Directive
Show every line of the data below that contains the string "bark", copying each such line in full.

Records supplied
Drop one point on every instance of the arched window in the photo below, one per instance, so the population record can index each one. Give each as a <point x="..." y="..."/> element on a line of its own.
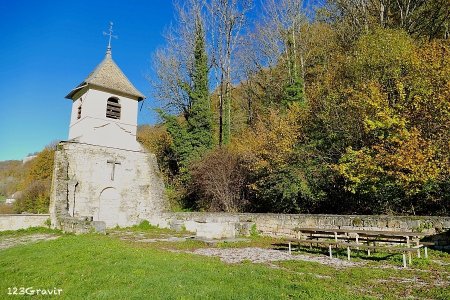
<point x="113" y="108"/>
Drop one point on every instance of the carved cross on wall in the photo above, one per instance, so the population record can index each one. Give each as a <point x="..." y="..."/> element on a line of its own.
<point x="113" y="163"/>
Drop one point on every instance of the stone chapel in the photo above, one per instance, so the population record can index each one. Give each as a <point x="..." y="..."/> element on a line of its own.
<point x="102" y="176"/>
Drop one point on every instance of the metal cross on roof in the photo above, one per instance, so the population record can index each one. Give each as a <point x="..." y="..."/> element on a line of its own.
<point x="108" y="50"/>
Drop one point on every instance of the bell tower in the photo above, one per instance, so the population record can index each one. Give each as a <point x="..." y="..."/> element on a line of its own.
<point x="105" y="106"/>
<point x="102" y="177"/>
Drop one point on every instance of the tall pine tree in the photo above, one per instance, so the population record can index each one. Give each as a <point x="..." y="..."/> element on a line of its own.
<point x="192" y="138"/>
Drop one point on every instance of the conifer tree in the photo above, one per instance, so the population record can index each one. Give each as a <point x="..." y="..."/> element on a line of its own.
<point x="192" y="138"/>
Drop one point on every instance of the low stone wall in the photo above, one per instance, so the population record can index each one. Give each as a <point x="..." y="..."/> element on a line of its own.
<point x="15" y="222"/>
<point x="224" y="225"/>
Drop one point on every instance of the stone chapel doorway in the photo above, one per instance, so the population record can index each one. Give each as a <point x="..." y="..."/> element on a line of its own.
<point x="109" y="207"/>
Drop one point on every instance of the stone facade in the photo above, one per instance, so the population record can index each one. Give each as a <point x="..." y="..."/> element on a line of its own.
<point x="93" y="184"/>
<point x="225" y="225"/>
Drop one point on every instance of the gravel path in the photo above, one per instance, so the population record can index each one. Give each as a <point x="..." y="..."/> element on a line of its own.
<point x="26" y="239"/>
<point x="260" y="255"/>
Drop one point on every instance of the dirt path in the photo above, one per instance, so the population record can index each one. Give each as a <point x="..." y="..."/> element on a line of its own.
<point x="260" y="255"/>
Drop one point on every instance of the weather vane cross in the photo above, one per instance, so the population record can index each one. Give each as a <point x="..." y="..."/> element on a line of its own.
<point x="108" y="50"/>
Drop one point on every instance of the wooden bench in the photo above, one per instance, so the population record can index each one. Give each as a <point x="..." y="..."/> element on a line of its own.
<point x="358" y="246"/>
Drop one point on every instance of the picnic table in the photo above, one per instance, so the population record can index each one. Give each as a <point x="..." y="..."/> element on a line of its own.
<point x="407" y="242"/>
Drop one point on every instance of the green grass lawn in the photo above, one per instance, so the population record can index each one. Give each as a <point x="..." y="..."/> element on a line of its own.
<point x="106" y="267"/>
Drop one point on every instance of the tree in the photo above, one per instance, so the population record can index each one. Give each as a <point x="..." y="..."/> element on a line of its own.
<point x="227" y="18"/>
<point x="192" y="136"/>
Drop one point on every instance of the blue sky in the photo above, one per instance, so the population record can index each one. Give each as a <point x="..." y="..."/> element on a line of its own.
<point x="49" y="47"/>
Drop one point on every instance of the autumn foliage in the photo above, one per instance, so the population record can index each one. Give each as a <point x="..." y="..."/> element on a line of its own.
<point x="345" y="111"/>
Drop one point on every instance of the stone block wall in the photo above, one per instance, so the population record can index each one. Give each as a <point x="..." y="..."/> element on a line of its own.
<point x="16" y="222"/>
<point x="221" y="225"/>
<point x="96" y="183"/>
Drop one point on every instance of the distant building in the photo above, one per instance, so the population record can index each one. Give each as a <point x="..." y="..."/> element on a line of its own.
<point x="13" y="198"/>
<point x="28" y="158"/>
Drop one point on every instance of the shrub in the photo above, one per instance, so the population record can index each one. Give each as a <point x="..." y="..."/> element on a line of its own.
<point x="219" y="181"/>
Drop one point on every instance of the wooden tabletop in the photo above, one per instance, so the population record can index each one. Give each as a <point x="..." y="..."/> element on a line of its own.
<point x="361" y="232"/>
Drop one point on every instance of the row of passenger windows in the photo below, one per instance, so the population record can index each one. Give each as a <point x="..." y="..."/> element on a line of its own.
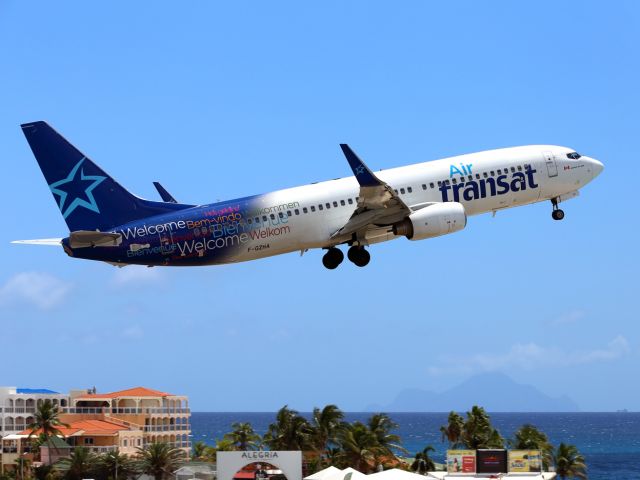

--

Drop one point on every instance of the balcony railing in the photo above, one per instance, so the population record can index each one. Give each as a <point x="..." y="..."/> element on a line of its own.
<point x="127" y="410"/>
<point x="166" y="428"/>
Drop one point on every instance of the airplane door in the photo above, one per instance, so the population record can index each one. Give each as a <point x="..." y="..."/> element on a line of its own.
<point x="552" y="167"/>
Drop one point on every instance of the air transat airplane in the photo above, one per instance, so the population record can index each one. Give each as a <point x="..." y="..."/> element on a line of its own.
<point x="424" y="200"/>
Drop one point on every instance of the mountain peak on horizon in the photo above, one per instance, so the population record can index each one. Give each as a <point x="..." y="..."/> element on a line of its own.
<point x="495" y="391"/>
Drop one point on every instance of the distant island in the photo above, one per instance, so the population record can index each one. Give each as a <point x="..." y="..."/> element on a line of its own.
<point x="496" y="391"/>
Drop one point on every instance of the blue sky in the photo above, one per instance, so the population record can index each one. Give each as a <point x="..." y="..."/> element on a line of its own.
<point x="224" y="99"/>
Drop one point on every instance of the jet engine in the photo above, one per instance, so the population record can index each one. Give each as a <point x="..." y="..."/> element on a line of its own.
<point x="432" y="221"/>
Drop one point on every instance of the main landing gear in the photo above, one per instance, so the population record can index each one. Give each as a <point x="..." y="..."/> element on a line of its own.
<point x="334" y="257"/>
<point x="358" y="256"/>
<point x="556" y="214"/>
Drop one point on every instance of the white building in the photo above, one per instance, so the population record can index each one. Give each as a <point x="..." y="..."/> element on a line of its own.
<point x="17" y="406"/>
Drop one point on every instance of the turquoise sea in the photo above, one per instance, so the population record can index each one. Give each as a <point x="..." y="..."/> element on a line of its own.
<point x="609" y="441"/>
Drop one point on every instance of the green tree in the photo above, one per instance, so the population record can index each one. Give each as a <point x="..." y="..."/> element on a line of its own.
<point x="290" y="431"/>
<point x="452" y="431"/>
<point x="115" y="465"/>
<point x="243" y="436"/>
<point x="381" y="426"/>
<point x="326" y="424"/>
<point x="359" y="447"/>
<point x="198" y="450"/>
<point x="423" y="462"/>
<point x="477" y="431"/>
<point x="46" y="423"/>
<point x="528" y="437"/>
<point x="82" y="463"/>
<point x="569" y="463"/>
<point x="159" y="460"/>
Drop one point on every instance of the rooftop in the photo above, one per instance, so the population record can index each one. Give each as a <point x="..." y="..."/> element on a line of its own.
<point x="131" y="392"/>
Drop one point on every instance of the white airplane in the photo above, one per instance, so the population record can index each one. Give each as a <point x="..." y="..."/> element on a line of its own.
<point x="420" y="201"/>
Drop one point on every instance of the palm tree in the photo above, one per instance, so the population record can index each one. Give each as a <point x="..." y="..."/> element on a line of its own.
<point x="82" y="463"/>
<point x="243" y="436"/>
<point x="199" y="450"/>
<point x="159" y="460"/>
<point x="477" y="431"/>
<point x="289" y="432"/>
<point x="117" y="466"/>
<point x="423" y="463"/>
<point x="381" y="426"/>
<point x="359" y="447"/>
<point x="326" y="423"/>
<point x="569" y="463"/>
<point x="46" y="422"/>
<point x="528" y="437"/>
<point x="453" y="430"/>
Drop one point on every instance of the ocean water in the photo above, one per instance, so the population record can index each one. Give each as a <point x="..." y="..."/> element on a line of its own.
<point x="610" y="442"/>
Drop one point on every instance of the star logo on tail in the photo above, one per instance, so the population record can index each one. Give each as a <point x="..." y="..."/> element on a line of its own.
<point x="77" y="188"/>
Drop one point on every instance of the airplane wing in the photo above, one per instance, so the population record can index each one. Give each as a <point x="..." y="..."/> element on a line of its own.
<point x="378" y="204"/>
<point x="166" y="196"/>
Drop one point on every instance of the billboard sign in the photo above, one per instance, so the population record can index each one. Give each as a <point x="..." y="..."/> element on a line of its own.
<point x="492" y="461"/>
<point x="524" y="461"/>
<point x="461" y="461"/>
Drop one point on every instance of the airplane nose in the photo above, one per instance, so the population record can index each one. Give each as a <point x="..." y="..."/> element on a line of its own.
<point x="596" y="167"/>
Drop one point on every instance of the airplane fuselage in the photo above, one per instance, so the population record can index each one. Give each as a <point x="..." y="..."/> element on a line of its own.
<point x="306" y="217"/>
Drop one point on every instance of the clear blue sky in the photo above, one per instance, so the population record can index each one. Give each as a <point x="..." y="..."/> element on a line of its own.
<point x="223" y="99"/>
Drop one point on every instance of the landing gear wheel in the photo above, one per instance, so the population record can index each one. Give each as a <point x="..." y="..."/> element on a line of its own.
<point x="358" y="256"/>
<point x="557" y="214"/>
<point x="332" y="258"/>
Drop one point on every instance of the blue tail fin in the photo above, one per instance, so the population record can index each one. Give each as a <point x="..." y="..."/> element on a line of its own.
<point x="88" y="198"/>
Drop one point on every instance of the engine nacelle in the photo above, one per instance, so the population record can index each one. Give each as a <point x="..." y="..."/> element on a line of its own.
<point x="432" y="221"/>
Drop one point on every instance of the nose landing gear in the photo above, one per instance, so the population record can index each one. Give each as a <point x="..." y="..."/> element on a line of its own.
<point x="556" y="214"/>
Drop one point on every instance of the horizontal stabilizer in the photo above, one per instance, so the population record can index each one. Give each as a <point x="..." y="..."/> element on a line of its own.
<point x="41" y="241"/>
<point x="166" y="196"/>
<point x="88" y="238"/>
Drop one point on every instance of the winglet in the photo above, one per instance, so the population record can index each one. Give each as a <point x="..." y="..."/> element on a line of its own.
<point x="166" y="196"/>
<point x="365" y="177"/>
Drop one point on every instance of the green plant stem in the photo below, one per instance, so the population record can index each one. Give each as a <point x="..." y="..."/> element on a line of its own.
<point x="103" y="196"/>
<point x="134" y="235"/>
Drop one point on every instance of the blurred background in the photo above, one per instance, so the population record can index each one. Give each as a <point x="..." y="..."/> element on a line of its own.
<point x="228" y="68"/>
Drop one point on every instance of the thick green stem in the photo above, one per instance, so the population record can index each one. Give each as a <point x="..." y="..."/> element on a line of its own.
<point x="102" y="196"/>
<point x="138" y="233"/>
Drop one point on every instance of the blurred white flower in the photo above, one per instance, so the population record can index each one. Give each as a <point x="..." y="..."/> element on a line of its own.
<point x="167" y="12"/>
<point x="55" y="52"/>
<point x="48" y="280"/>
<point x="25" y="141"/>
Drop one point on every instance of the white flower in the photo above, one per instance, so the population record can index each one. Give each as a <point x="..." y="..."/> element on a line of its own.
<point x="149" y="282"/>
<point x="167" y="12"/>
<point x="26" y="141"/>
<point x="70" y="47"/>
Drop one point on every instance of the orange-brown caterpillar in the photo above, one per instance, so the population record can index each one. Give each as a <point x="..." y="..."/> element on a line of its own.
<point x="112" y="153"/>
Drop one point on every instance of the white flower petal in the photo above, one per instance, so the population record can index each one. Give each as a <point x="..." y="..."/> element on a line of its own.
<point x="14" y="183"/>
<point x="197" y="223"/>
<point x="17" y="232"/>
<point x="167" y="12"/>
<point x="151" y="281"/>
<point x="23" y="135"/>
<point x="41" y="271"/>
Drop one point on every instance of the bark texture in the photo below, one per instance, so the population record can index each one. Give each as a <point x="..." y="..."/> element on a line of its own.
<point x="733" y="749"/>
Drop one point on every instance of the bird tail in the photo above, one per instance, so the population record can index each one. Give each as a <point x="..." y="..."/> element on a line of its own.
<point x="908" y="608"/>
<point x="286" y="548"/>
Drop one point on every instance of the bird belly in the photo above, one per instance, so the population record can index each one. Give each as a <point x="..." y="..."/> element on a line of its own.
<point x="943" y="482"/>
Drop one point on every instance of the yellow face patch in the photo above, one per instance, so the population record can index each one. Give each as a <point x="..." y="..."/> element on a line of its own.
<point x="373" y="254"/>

Result of the task
Drop one point on every instance of the bark texture in the photo below, one per instance, so the population record can index each one. Give each as a <point x="..." y="..."/> element on a line of its own.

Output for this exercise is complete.